■ Excerpted text ■

- - - - -

G_δ space

In mathematics, particularly topology, a G_δ space is a topological space in which closed sets are in a way ‘separated’ from their complements using only countably many open sets. A G_δ space may thus be regarded as a space satisfying a different kind of separation axiom. In fact normal G_δ spaces are referred to as perfectly normal spaces, and satisfy the strongest of separation axioms.

G_δ spaces are also called perfect spaces.^[1] The term perfect is also used, incompatibly, to refer to a space with no isolated points; see Perfect set.

Definition

A countable intersection of open sets in a topological space is called a G_δ set. Trivially, every open set is a G_δ set. Dually, a countable union of closed sets is called an F_σ set. Trivially, every closed set is an F_σ set.

A topological space X is called a G_δ space^[2] if every closed subset of X is a G_δ set. Dually and equivalently, a G_δ space is a space in which every open set is an F_σ set.

Properties and examples

• Every subspace of a G_δ space is a G_δ space.

- - - - -

■ What is asked ■
1/ According to the passage on G_δ spaces, what name is given to normal G_δ spaces?
2/ Continue the passage on G_δ spaces from its last sentence.
The rows that come next are separate material and are not part of the passage on G_δ spaces.

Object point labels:
- - - - -

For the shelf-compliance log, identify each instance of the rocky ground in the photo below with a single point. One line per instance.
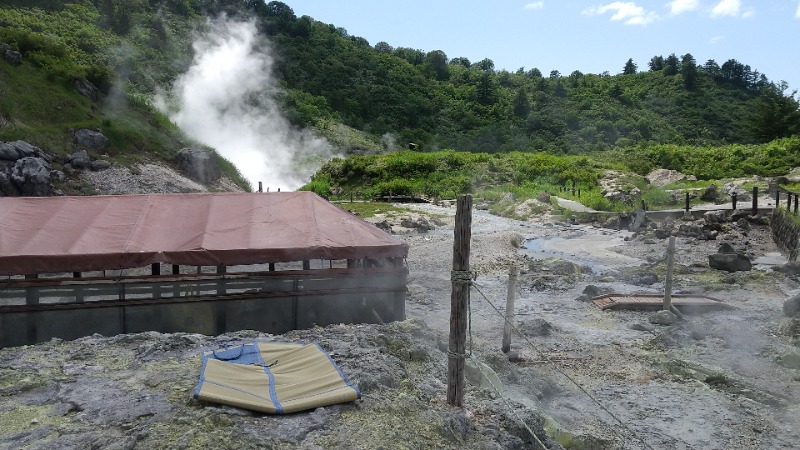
(578, 377)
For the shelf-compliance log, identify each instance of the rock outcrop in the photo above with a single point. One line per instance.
(24, 170)
(199, 165)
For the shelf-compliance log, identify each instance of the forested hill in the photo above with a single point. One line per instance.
(410, 95)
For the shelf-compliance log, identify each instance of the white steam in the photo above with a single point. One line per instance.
(227, 100)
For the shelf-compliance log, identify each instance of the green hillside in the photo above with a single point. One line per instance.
(368, 98)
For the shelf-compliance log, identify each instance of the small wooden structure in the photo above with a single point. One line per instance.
(653, 302)
(74, 266)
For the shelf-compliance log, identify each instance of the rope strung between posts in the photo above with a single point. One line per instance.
(558, 369)
(468, 277)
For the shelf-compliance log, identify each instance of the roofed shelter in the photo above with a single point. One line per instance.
(266, 261)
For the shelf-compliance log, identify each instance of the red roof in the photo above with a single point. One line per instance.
(76, 234)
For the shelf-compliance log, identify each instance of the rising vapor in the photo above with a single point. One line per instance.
(227, 100)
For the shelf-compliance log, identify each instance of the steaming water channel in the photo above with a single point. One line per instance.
(585, 249)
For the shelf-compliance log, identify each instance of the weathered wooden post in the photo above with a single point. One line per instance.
(755, 200)
(668, 280)
(512, 290)
(459, 301)
(687, 201)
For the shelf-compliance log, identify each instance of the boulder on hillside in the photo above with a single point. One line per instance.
(730, 262)
(741, 194)
(31, 176)
(711, 194)
(11, 56)
(86, 88)
(91, 139)
(24, 170)
(199, 165)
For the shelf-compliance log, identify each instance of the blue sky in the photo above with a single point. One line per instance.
(590, 36)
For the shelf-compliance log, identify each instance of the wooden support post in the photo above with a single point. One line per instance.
(687, 201)
(459, 302)
(668, 280)
(755, 200)
(512, 290)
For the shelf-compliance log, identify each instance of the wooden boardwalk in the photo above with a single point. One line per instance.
(649, 302)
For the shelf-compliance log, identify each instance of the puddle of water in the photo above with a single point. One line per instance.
(586, 251)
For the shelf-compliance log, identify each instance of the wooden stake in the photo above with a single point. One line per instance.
(512, 290)
(459, 301)
(668, 281)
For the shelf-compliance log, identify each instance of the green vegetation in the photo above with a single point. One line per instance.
(448, 173)
(520, 132)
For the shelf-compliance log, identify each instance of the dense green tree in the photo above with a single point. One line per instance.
(775, 115)
(689, 71)
(630, 67)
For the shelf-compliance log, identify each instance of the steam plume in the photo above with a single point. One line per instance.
(226, 100)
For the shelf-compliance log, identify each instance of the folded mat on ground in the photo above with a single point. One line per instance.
(274, 378)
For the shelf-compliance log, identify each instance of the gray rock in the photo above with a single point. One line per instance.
(733, 189)
(714, 217)
(791, 307)
(100, 164)
(791, 268)
(640, 326)
(11, 56)
(645, 279)
(80, 160)
(31, 175)
(12, 151)
(593, 291)
(86, 88)
(710, 194)
(638, 220)
(91, 139)
(663, 318)
(730, 262)
(199, 165)
(790, 359)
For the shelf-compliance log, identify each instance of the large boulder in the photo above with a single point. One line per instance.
(711, 194)
(730, 262)
(199, 165)
(24, 170)
(11, 56)
(31, 176)
(734, 189)
(91, 139)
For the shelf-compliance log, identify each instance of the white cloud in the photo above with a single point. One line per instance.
(681, 6)
(628, 12)
(729, 8)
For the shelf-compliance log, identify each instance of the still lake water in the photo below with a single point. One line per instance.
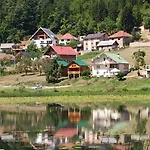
(62, 127)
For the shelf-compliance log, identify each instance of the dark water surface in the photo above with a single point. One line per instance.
(62, 127)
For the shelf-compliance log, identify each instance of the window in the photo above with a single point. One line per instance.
(98, 67)
(49, 42)
(113, 66)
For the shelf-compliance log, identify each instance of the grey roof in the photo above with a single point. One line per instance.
(49, 33)
(6, 45)
(94, 36)
(107, 43)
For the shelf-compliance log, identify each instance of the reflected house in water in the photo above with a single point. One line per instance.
(105, 118)
(65, 135)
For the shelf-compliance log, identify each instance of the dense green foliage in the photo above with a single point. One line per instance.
(20, 18)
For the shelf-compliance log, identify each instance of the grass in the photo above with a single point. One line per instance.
(125, 53)
(90, 99)
(89, 55)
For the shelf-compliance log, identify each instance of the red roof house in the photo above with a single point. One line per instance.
(65, 53)
(121, 34)
(123, 38)
(66, 38)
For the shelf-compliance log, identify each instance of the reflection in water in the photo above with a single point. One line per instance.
(61, 127)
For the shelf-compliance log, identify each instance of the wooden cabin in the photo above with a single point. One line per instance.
(76, 67)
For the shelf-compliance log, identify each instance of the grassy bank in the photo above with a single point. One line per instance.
(103, 99)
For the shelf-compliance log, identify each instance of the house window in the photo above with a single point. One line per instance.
(113, 66)
(49, 42)
(98, 67)
(41, 37)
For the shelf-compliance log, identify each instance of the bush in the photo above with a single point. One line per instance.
(120, 76)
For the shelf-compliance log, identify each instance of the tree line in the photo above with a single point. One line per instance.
(19, 19)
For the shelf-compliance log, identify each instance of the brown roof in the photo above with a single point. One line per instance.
(120, 34)
(67, 36)
(6, 56)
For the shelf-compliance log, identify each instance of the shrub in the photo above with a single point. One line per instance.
(86, 74)
(120, 76)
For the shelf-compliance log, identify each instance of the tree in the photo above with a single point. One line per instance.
(139, 59)
(52, 71)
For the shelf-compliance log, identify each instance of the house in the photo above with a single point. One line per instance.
(123, 38)
(44, 37)
(20, 47)
(109, 64)
(108, 45)
(91, 40)
(76, 67)
(6, 47)
(64, 67)
(65, 135)
(63, 52)
(67, 38)
(7, 56)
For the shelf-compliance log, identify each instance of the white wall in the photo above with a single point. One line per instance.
(41, 42)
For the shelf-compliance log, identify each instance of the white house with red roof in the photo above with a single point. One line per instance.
(64, 52)
(44, 37)
(123, 38)
(67, 38)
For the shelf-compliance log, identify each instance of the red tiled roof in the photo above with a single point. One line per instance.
(66, 132)
(67, 36)
(64, 50)
(120, 34)
(6, 56)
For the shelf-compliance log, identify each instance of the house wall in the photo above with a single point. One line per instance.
(44, 42)
(68, 58)
(108, 48)
(41, 39)
(123, 41)
(91, 44)
(53, 54)
(66, 41)
(124, 67)
(101, 66)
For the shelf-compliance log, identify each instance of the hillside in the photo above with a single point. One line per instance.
(125, 53)
(19, 19)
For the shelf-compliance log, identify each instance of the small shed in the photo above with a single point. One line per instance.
(76, 67)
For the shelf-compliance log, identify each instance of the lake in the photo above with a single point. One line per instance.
(89, 127)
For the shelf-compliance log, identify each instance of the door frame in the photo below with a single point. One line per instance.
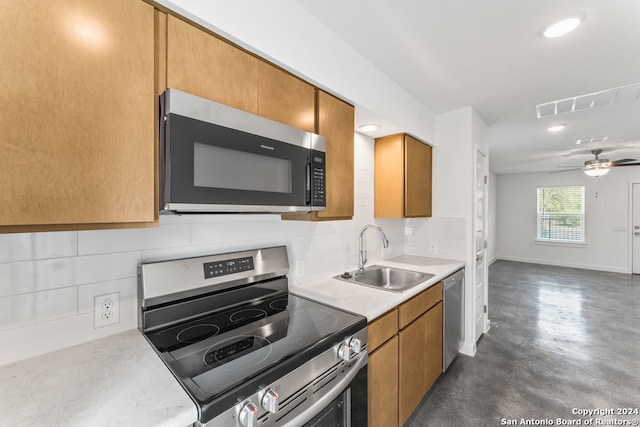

- - - - -

■ Answers to each task ■
1/ Perfectly normal spaces.

2/
• Every metrizable space is a G_δ space. The same holds for pseudometrizable spaces.
• Every second countable regular space is a G_δ space. This follows from the Urysohn's metrization theorem in the Hausdorff case, but can easily be shown directly.^[3]
• Every countable regular space is a G_δ space.
• Every hereditarily Lindelöf regular space is a G_δ space.^[4] Such spaces are in fact perfectly normal. This generalizes the previous two items about second countable and countable regular spaces.
• A G_δ space need not be normal, as R endowed with the K-topology shows. That example is not a regular space. Examples of Tychonoff G_δ spaces that are not normal are the Sorgenfrey plane^[5] and the Niemytzki plane.^[6]
• In a first countable T₁ space, every singleton is a G_δ set. That is not enough for the space to be a G_δ space, as shown for example by the lexicographic order topology on the unit square.^[7]
• The Sorgenfrey line is an example of a perfectly normal (i.e. normal G_δ) space that is not metrizable.
• The topological sum ${\displaystyle X={\coprod }_{i}X_{i}}$  of a family of disjoint topological spaces is a G_δ space if and only if each ${\displaystyle X_{i}}$  is a G_δ space.

Notes

1. Engelking, 1.5.H(a), p. 48
2. Steen & Seebach, p. 162
3. "General topology - Every regular and second countable space is a $G_\delta$ space, without assuming Urysohn's metrization theorem".
4. https://arxiv.org/pdf/math/0412558.pdf, lemma 6.1
5. "The Sorgenfrey plane is subnormal". 8 May 2014.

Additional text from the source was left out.